Copy every one of the items below, substituting "mark one point" for each occurrence of "set one point" and changing nothing else.

-- START Records supplied --

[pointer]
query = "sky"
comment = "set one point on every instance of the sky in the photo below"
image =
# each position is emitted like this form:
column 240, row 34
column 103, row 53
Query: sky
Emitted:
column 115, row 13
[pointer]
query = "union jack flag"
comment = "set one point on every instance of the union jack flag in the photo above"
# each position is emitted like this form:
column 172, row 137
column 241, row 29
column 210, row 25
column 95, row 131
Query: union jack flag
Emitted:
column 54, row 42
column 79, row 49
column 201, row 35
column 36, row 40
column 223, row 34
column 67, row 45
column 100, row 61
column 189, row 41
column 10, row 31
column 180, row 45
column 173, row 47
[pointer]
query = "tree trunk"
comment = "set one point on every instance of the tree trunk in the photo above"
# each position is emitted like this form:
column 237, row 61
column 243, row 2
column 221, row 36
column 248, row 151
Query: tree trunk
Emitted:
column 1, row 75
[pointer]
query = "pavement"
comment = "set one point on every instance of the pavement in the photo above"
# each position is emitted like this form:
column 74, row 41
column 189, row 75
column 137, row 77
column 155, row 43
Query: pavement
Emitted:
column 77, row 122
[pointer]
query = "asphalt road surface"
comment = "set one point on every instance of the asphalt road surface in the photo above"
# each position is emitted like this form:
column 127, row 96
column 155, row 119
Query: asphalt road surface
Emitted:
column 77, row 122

-- END Records supplied --

### Solved problem:
[pointer]
query = "sky"
comment = "mark one point on every instance of the sky in the photo below"
image =
# each position is emitted like this form:
column 240, row 34
column 103, row 53
Query: sky
Emitted:
column 115, row 13
[pointer]
query = "union jack flag"
comment = "mark one point on every instance of the union jack flag in the photo above"
# each position is emitted like this form:
column 172, row 137
column 241, row 29
column 210, row 25
column 95, row 131
Query: union jack flag
Emitted:
column 54, row 42
column 79, row 49
column 201, row 35
column 36, row 40
column 223, row 34
column 67, row 45
column 100, row 61
column 189, row 41
column 10, row 31
column 180, row 45
column 173, row 47
[pointer]
query = "tree trunk"
comment = "mark one point on every instance of the tree trunk in the photo above"
# each position is emitted like this form:
column 237, row 61
column 243, row 2
column 221, row 36
column 248, row 151
Query: tree trunk
Emitted:
column 1, row 75
[pointer]
query = "pavement"
comment = "mark one point on every instance of the pavement in the photo above"
# each position is emitted like this form:
column 74, row 41
column 189, row 75
column 137, row 77
column 155, row 43
Query: pavement
Emitted:
column 77, row 122
[pointer]
query = "asphalt road surface"
comment = "mark one point on every instance of the asphalt road surface in the photo above"
# each position is emitted like this form:
column 127, row 96
column 155, row 119
Query: asphalt road surface
Emitted:
column 77, row 122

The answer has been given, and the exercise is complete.